Purpose of the Study:

  • To develop and evaluate deep learning models for identifying and categorizing community-engaged research (CEnR) in human participant protocols.
  • To apply attention-based deep learning and transformer models to institutional review board (IRB) submissions.

Main Methods:

  • Manually classified 280 IRB protocols using a 3- and 6-level CEnR heuristic.
  • Trained an attention-based Bi-LSTM and compared it with transformer models (BERT, Bio+Clinical BERT, XLM-RoBERTa).
  • Applied best-performing models to over 6000 unlabeled IRB protocols (2013-2019).

Main Results:

  • Transformer models achieved a 0.9952 F1 score, significantly outperforming Bi-LSTM (48%-80%).
  • Overfitting was a key issue across various methodological adjustments and dataset configurations.
  • Despite overfitting, transformer models demonstrated a superior understanding of CEnR data compared to Bi-LSTM.

Conclusions:

  • Transfer learning methods, particularly transformer models like BERT, are more effective than attention-based Bi-LSTM for analyzing CEnR descriptions in research protocols.
  • These models offer a promising approach to address the real-world challenge of CEnR metric reporting.
  • Further refinement is needed to overcome overfitting and fully leverage deep learning for CEnR analysis.

◆ **EXERCISE TASKS**
[A] Decide whether each statement below agrees with the study summary, answering yes or no and quoting the deciding words of the summary. (i) The IRB protocols were classified by hand using a 3- and 6-level heuristic. (ii) The Bi-LSTM performed better than the transformer models. (iii) The methodological adjustments resolved the overfitting problem.
[B] Answer these questions using the study summary.
(i) How many IRB protocols were manually classified?
(ii) What years do the unlabeled IRB protocols cover?
(iii) Which transformer models was the Bi-LSTM compared with?
[C] Summarize the study summary in two sentences.

◆ **Segmentation mask data**
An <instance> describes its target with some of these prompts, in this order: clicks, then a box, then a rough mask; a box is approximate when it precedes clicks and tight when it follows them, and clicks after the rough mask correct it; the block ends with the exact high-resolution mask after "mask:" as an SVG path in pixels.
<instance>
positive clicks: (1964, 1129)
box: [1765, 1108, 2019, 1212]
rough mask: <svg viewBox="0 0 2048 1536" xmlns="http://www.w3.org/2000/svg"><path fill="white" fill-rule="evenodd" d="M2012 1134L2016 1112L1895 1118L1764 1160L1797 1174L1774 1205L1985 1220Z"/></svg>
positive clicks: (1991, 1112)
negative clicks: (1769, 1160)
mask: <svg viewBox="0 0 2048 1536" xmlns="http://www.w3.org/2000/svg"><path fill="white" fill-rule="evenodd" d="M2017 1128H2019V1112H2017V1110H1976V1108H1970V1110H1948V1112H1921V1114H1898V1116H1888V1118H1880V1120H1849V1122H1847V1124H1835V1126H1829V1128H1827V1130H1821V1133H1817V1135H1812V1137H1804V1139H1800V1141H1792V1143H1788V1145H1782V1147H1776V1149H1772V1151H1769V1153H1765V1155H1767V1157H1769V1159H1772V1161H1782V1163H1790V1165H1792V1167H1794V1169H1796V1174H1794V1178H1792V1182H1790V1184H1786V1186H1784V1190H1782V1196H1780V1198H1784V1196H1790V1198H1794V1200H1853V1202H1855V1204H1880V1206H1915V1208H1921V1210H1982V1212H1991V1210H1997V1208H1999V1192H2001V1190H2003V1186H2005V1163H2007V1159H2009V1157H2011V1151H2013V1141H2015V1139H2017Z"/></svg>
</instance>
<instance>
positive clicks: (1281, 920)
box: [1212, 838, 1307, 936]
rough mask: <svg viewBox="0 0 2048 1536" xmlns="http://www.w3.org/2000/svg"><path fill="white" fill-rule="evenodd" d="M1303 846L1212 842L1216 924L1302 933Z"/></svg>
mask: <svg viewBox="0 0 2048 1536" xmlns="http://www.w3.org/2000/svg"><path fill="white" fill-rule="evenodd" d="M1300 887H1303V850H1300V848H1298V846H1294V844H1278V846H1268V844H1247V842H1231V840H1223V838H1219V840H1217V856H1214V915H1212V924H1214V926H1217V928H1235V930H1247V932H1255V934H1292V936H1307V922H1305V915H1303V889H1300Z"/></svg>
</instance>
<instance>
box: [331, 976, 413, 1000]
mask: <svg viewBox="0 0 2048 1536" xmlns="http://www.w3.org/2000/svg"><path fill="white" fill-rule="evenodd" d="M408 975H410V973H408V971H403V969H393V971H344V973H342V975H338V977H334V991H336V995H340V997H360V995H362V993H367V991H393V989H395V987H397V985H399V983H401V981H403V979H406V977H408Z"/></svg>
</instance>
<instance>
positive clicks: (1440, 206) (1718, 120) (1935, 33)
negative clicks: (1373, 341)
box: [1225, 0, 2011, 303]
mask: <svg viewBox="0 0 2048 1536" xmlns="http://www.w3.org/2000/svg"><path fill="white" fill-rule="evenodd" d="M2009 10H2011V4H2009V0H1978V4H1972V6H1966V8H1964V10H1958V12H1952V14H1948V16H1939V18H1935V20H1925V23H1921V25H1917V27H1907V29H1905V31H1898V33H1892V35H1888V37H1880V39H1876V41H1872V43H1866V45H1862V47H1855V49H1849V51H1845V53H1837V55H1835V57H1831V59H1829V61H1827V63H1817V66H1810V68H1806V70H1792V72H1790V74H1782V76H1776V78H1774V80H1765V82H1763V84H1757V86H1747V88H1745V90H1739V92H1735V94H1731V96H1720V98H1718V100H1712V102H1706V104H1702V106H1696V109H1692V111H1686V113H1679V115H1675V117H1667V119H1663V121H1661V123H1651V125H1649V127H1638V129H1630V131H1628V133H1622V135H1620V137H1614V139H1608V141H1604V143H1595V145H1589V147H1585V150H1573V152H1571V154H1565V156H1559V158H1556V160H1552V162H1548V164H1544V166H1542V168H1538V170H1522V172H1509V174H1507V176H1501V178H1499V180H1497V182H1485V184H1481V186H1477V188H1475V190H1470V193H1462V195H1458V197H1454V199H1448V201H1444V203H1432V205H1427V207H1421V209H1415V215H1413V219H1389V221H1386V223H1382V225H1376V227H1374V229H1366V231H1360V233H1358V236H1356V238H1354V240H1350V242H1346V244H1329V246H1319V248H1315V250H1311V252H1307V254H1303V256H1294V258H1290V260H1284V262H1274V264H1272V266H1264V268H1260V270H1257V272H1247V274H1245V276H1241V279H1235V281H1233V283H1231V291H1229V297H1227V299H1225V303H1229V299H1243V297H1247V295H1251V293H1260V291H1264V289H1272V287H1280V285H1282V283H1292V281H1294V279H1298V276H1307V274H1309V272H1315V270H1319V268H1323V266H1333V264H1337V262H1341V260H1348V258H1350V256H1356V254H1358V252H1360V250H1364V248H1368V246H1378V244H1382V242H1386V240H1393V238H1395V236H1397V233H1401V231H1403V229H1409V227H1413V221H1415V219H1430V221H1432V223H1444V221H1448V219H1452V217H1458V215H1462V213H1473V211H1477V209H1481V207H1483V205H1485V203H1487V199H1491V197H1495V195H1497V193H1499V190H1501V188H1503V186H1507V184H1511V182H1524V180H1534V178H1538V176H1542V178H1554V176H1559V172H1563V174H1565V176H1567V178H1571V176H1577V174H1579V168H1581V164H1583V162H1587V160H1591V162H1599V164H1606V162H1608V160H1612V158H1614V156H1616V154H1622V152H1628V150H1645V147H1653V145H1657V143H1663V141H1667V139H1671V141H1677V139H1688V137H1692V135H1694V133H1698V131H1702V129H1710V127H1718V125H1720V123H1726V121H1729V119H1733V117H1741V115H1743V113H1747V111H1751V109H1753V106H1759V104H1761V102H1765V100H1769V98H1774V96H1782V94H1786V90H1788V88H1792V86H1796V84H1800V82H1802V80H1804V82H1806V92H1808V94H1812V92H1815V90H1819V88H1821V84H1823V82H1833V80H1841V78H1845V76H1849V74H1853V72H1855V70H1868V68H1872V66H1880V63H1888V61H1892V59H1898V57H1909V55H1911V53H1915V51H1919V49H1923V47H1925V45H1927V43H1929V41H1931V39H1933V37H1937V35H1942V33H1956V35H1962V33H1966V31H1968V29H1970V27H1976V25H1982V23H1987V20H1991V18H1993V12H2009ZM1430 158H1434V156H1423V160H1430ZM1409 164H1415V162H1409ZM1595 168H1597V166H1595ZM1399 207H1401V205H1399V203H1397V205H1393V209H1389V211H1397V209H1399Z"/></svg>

◆ **ANSWERS BY ITEM NUMBER**
[A]
(i) Yes: "Manually classified 280 IRB protocols using a 3- and 6-level CEnR heuristic."
(ii) No: "Transformer models achieved a 0.9952 F1 score, significantly outperforming Bi-LSTM (48%-80%)."
(iii) No: "Overfitting was a key issue across various methodological adjustments and dataset configurations."

[B]
(i) 280
(ii) 2013-2019
(iii) BERT, Bio+Clinical BERT, and XLM-RoBERTa

[C] The study developed deep learning models to identify and categorize community-engaged research in IRB protocols, training an attention-based Bi-LSTM on 280 manually classified protocols and comparing it with transformer models such as BERT. The transformer models clearly outperformed the Bi-LSTM and offer a promising approach to CEnR metric reporting, though overfitting was a key issue that needs further refinement.